DATASET ENTRIES:
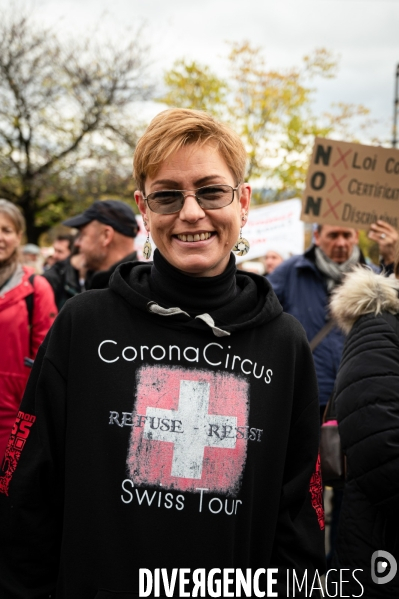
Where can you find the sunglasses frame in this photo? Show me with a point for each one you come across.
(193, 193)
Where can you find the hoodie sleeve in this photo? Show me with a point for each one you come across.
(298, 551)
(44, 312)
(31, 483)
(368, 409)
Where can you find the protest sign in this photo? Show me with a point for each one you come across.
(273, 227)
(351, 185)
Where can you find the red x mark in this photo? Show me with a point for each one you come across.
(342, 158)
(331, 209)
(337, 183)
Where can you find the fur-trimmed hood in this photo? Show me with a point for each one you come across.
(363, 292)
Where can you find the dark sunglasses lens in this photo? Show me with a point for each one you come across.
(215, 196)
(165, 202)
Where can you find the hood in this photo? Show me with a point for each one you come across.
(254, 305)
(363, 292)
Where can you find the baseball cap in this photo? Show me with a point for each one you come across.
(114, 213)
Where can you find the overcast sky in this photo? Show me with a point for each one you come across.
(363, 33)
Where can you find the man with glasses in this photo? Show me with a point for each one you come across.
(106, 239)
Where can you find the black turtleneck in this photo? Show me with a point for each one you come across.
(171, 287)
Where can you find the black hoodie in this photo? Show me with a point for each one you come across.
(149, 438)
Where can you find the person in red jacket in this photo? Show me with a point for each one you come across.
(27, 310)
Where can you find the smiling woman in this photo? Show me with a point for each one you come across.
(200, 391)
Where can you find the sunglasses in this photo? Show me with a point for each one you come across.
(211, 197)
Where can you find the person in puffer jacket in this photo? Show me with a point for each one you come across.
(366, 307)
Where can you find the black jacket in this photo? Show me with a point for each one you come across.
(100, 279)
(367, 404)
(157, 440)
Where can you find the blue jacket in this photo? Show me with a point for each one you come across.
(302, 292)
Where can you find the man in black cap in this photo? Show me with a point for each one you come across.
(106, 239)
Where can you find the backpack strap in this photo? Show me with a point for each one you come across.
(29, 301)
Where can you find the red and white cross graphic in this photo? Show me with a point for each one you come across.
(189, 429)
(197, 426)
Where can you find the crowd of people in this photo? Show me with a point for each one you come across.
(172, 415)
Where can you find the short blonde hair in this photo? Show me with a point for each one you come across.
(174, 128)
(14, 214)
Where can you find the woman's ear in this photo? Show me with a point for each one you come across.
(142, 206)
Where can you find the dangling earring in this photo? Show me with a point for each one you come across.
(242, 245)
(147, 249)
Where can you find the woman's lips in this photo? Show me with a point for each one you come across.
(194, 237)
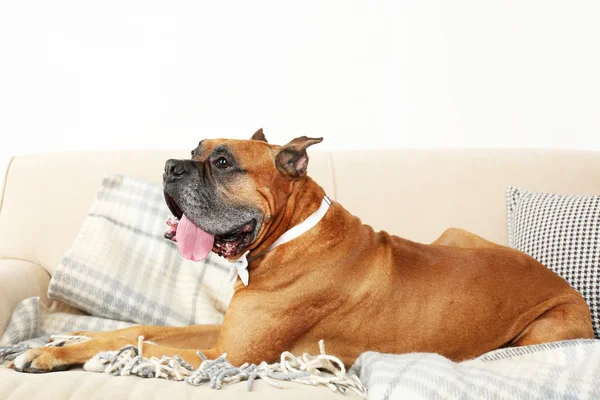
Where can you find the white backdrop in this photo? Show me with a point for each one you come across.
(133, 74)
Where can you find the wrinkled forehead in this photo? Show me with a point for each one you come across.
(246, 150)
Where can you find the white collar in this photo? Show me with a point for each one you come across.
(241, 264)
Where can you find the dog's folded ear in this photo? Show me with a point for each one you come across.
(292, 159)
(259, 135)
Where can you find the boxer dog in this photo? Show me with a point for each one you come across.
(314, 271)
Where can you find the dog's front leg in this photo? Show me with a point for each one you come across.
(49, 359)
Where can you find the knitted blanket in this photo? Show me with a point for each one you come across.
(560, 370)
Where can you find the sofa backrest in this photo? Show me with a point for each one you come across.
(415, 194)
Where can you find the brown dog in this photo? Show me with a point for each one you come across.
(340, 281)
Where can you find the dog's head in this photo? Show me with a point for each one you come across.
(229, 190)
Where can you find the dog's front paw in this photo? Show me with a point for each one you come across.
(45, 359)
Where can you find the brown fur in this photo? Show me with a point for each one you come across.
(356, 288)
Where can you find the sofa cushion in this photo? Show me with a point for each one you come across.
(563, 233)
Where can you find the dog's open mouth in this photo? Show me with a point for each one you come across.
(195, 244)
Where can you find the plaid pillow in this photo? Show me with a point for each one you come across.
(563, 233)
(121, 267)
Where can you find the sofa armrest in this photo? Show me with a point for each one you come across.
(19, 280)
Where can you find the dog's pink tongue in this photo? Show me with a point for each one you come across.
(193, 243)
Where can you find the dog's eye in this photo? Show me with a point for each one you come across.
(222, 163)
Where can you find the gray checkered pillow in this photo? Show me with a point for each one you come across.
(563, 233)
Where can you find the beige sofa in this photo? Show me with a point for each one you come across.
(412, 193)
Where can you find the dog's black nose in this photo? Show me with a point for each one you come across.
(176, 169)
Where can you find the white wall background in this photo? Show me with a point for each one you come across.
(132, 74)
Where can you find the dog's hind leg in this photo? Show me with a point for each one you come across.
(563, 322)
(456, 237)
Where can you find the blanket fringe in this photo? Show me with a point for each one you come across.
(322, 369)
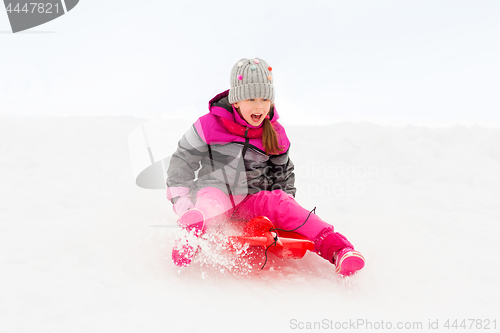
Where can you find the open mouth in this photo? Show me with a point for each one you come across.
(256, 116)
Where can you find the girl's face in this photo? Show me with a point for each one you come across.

EXERCISE INSTRUCTIONS:
All of the material is to be reproduced verbatim, pictures excluded.

EXERCISE SOLUTION:
Where can you find the sunglasses frame in this photo? Show me with a point for each one you come across.
(193, 193)
Where can you find the hoodie sleeve in this photo? Show me with a point for each one you come across.
(298, 551)
(44, 312)
(31, 483)
(368, 409)
Where can you find the protest sign in this photo? Show me with a point for each one you come across.
(273, 227)
(351, 185)
Where can you find the red x mark in this photo? Show me with a point for each one you come across.
(342, 158)
(331, 209)
(337, 183)
Where can you find the fur-trimmed hood in this photo? Show me with a point for each one you come across.
(363, 292)
Where can you find the dark sunglasses lens in this photo? Show me with a point for each one you come across.
(215, 196)
(165, 202)
Where can you find the hood in this photo? Show me with a point for each one you come across.
(254, 305)
(363, 292)
Where can you find the baseball cap in this photo? Show me with a point for each one you come across.
(114, 213)
Where can you find the overcast sky in this photo? Show me with a point for each one you come across.
(363, 33)
Where can you find the man with glasses in this photo? Show me with a point for each one you come across.
(106, 239)
Where can you find the black turtleneck in this photo? Show me with a point for each one you come across.
(171, 287)
Where can you find the black hoodie in this photo? Show me with a point for each one you come across.
(149, 438)
Where can you find the person in red jacket in this photo? Show me with a point for each one you come across.
(27, 310)
Where can you find the smiling woman in this photo? Show me with a point for each one you come across.
(200, 391)
Where can you find the sunglasses in this photo? Show me with a point for each one you come across.
(211, 197)
Where can you find the person in puffer jacket in this photo? Show me with a point for each one you come across.
(366, 307)
Where can you find the black jacket in this photo? Show me with a point for each one you come across.
(100, 279)
(367, 404)
(157, 440)
Where can you find the blue jacket in this photo? Show me with a point for each one you come across.
(302, 292)
Where can you find the man in black cap in this photo? Show me with a point for each one you come across.
(106, 239)
Where can you find the backpack strap in this photo? Show me with a point for each one you come across.
(29, 301)
Where can you find the red and white cross graphic in this photo? Show me with a point for each one you come across.
(189, 429)
(197, 426)
Where can you find the crowd of people in this photo? Show me with a point for each one you come across.
(172, 415)
Where can you find the short blonde hair in this photo? Show me with a point for each one you come across.
(174, 128)
(14, 214)
Where can you find the woman's ear in this photo? Show me with a point for each one you come across.
(142, 206)
Where can you find the dangling earring in this photo? Show me with a point for each one you come across.
(242, 245)
(147, 249)
Where can you find the woman's lips in this photo? Show me with a point for each one you come across.
(194, 237)
Where can you find the white backdrop in this photo? Show me with a point for each one you come across.
(133, 74)
Where can you find the wrinkled forehead in this photo? Show me with a point for each one you come across.
(246, 150)
Where can you find the white collar in this photo? Show me with a point for each one you come across.
(241, 264)
Where can you find the dog's folded ear in this photo? Show me with a point for each one you come across.
(292, 159)
(259, 135)
Where can you find the boxer dog in this photo? Show me with a point for each one you come across.
(314, 271)
Where can you find the dog's front leg in this photo? Show me with a point for each one you come across.
(49, 359)
Where can you find the knitted blanket in this photo? Show me with a point for each one you come across.
(560, 370)
Where can you find the sofa backrest in this photo? Show me with a point for each one you come across.
(415, 194)
Where can you find the brown dog in this photo? Show me with a point for each one you come across.
(340, 281)
Where can you find the dog's head in this photo? Show me with a point for each one you come across.
(229, 190)
Where can you find the dog's front paw in this photo? Show me with a point for each one you come across.
(45, 359)
Where can you find the brown fur in this photo? Show me with a point for each one you come across.
(356, 288)
Where can you find the sofa cushion in this photo? Show me with a point for each one you come across.
(563, 233)
Where can you find the dog's open mouth in this photo? Show me with a point for each one you come across.
(195, 244)
Where can you find the plaid pillow in this photo? Show me with a point for each one you come across.
(563, 233)
(121, 267)
Where can you find the sofa armrest in this photo? Show me with a point for each one you come across.
(19, 280)
Where can you find the dog's pink tongue in this photo? Show me with a point for each one you come across.
(193, 243)
Where can you find the dog's eye in this photo? Show me with a point for each one you come across.
(222, 163)
Where can you find the gray checkered pillow in this photo? Show me with a point for each one you come across.
(563, 233)
Where can you find the beige sofa in this photo? Show me with a point for each one you come across.
(412, 193)
Where can you find the dog's black nose in this photo? Show me with a point for each one you come across.
(176, 169)
Where can you find the white wall background in this photo? Show me with a point for each one you come across.
(132, 74)
Where can you find the dog's hind leg in this photo? Show me with a point for each one you come across.
(563, 322)
(456, 237)
Where can you find the blanket fringe in this photo? Show me with a point for each one you come across.
(322, 369)
Where can you find the open mouth in this photo? Show me with a point for each one you come across.
(256, 116)
Where can you find the girl's face in this photo? Show me with a point for each one you come across.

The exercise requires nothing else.